BEGIN SELECTION
Police officers were going door-to-door on Monday seeking footage from home surveillance cameras as investigators renewed a manhunt for the gunman who killed two students and injured seven more in a classroom at Brown University.
The search for the suspect, which included posting new video footage of the possible shooter, resumed after authorities released a man they had detained over the weekend as a "person of interest."
The news that the gunman remained at large put Providence back on edge, though officials said there were no credible threats to the community and that they would not reimpose a shelter-in-place order for the campus and the surrounding area that had been lifted earlier.
"People are very confused and nervous," said Sue Erkkinen, a real estate agent.
"We are staying indoors. We have all been glued to the TV, and it looks like the manhunt is now back on."
Providence police chief Oscar Perez told reporters at an evening press conference that law enforcement was trying to reassure residents by keeping a visibly high profile in the community.
END SELECTION
BEGIN EXTRACTED MATERIAL
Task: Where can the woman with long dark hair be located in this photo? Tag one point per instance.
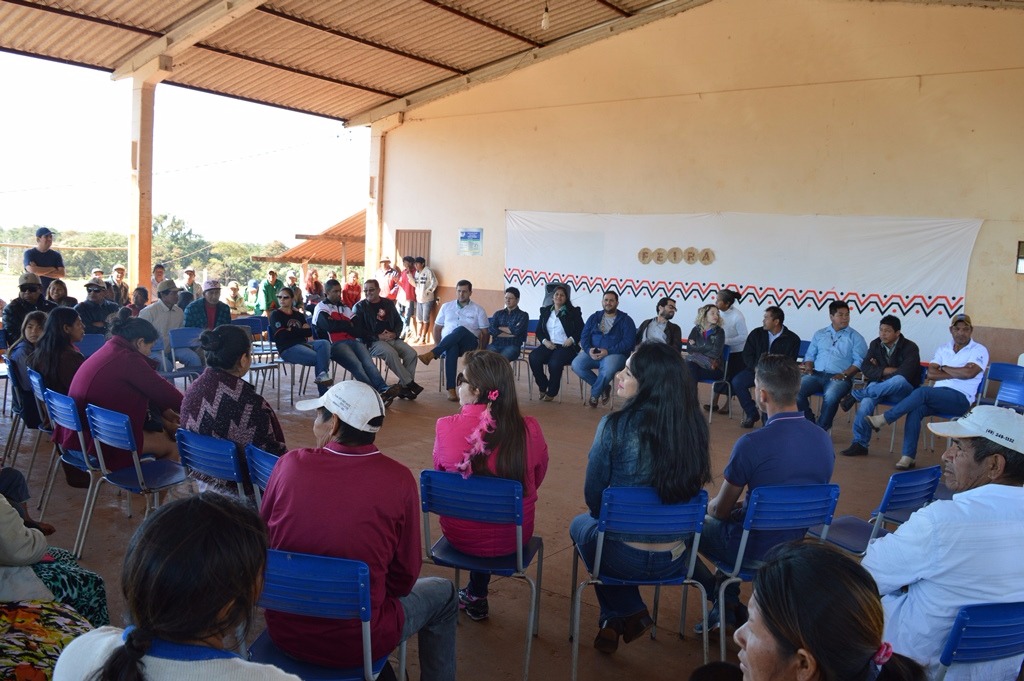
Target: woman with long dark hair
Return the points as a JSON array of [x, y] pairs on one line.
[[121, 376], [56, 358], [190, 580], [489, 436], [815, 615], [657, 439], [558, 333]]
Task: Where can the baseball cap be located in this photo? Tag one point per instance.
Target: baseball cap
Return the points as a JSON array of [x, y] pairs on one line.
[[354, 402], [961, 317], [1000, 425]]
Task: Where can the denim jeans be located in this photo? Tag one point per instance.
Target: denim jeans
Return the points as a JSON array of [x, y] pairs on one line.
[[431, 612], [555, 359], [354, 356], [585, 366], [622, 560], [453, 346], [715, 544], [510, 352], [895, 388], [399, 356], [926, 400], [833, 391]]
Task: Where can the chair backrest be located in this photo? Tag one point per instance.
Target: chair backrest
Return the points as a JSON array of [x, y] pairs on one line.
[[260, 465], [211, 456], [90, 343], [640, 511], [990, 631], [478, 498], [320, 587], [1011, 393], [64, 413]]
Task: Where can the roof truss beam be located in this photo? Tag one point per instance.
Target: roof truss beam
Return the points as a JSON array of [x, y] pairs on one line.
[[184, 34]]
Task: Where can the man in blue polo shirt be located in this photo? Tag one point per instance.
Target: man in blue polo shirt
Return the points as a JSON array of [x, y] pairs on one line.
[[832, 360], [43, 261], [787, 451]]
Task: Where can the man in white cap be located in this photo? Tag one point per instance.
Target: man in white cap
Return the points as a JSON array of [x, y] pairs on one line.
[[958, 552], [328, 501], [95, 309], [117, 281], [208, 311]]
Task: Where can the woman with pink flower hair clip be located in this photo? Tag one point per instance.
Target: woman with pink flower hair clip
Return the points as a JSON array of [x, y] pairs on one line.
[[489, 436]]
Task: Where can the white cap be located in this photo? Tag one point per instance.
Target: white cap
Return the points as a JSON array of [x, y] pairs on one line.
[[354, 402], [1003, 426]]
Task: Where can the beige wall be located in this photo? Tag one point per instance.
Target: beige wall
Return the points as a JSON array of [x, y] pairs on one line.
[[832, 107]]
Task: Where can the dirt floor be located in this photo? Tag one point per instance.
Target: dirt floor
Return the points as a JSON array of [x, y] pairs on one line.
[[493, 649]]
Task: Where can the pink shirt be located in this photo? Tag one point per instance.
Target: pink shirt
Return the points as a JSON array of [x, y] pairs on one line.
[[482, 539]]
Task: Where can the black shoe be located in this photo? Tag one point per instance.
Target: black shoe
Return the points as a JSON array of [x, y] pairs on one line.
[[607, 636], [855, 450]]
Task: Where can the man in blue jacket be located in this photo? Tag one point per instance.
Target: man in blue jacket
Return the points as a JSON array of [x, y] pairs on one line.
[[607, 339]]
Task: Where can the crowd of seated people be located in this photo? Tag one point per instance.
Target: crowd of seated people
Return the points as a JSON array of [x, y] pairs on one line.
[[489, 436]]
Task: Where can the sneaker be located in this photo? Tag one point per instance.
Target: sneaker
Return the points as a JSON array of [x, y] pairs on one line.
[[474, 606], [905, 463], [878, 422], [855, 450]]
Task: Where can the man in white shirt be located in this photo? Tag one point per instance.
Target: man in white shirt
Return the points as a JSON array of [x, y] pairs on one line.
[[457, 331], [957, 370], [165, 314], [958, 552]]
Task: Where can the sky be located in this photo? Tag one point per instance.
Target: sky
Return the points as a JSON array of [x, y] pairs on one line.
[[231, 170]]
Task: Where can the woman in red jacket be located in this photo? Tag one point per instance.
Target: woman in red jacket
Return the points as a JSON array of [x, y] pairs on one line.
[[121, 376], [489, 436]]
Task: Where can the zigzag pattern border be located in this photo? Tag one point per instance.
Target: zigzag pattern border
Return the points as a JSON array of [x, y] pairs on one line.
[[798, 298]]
END EXTRACTED MATERIAL
PROBLEM 1.
Say whether each statement agrees with the Brown University shooting report, answering yes or no and quoting the words of the report that decide it: (a) Officials reimposed the shelter-in-place order for the campus. (b) The man detained over the weekend was let go. (c) Officers were asking for footage from home surveillance cameras.
PROBLEM 2.
Please carry the Brown University shooting report forward, writing the passage that comes after its last sentence.
Nothing in the records is needed here.

TASK RESPONSE 1.
(a) No: "they would not reimpose a shelter-in-place order for the campus and the surrounding area"
(b) Yes: "authorities released a man they had detained over the weekend"
(c) Yes: "seeking footage from home surveillance cameras"

TASK RESPONSE 2.
Perez played three short video clips from home surveillance footage of the suspect, a man of stocky build dressed in a dark jacket, hat and face mask, walking through the College Hill neighbourhood near campus about two hours before the shooting.
One showed him pacing along a white picket fence, another crossing a street corner and another walking past a gated home.
Two still photos of him on a sidewalk were also shown. But the man's face was obscured by the mask he wore.
"The sooner we can identify this person, the sooner we can blow this case open," state Attorney General Peter Neronha said at the briefing.
An FBI special agent in charge from Boston, Ted Docks, said a US$50,000 reward was being offered for information leading to the identification, arrest and conviction of the suspect, who he said was presumed to be armed and dangerous.
Perez said the murder weapon was a 9mm gun from which several rounds were fired.
The gunman fled after opening fire on Saturday in a classroom in Brown's Barus & Holley engineering and physics building, where outer doors had been left unlocked while exams were taking place, according to police.
Students spent hours barricaded in classrooms or hiding beneath furniture as officers fanned out across campus searching for the attacker.
Officials said late on Sunday there had been enough evidence to justify taking into custody the unnamed person of interest, a man in his 20s.
The announcement of the detainment early on Sunday provided what turned out to be a short-lived measure of relief for students and city residents.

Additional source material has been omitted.